◆ **SHORT PROBLEM**
Rewrite the rows below as a numbered list, leaving out any blank lines.

══════

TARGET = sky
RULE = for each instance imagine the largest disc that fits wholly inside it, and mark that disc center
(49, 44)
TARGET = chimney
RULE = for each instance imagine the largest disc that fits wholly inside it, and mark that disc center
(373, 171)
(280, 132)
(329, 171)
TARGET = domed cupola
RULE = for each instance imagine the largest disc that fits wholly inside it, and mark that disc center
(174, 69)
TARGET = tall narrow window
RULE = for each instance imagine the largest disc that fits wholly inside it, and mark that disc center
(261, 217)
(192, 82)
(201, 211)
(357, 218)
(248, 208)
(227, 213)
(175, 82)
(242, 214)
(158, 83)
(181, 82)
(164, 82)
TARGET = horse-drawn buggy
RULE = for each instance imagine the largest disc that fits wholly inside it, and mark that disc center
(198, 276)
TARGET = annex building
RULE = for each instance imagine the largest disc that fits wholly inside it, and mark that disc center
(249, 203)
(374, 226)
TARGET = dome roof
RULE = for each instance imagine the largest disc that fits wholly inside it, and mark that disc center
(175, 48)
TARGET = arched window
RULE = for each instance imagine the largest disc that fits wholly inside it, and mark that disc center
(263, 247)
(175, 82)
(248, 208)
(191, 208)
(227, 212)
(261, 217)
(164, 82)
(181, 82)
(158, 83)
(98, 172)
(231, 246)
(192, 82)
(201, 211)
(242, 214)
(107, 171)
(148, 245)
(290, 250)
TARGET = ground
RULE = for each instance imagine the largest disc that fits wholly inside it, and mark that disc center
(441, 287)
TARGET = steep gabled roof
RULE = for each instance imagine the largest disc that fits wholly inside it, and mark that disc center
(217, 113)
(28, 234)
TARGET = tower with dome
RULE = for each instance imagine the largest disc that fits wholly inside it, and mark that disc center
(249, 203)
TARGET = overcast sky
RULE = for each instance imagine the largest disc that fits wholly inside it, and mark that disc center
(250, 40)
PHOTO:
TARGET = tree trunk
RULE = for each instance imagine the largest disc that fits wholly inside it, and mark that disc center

══════

◆ **ANSWER FOR THE TASK**
1. TARGET = sky
2. RULE = for each instance imagine the largest disc that fits wholly inside it, and mark that disc center
3. (49, 44)
4. TARGET = chimney
5. RULE = for each instance imagine the largest disc that fits wholly inside it, and mark that disc center
6. (373, 171)
7. (280, 132)
8. (329, 171)
9. TARGET = domed cupola
10. RULE = for each instance imagine the largest disc that fits wholly inside it, and mark that disc center
11. (174, 69)
12. TARGET = tall narrow window
13. RULE = for each instance imagine the largest disc that fits wholly inside it, and mark that disc center
14. (261, 217)
15. (192, 82)
16. (201, 211)
17. (357, 218)
18. (248, 208)
19. (227, 213)
20. (175, 82)
21. (242, 214)
22. (158, 83)
23. (181, 82)
24. (164, 82)
25. TARGET = horse-drawn buggy
26. RULE = for each instance imagine the largest disc that fits wholly inside it, and mark that disc center
27. (198, 276)
28. TARGET = annex building
29. RULE = for each instance imagine the largest disc that fits wholly inside it, and mark that disc center
30. (249, 203)
31. (374, 226)
32. TARGET = dome roof
33. RULE = for each instance imagine the largest disc that fits wholly inside it, and mark that disc center
34. (175, 48)
35. TARGET = arched window
36. RULE = for each instance imagine the largest disc that fits wholly inside it, and mark that disc center
37. (263, 247)
38. (175, 82)
39. (248, 208)
40. (191, 208)
41. (227, 212)
42. (261, 217)
43. (164, 82)
44. (181, 82)
45. (158, 83)
46. (98, 172)
47. (231, 246)
48. (192, 82)
49. (201, 211)
50. (242, 214)
51. (107, 171)
52. (148, 245)
53. (290, 250)
54. TARGET = ground
55. RULE = for each instance imagine the largest disc that fits wholly inside it, and mark that disc center
56. (441, 287)
57. TARGET = steep gabled roof
58. RULE = for each instance imagine the largest disc that fits wholly inside it, and mark that disc center
59. (217, 113)
60. (28, 234)
61. TARGET = tower with dome
62. RULE = for each instance imagine the largest disc that fits wholly inside it, and mark that disc center
63. (249, 203)
64. TARGET = overcast sky
65. RULE = for each instance imagine the largest disc that fits wholly inside it, and mark that disc center
66. (250, 40)
67. PHOTO:
68. TARGET = tree trunk
69. RULE = for each instance imagine the largest disc that fits wholly inside it, and mark that disc center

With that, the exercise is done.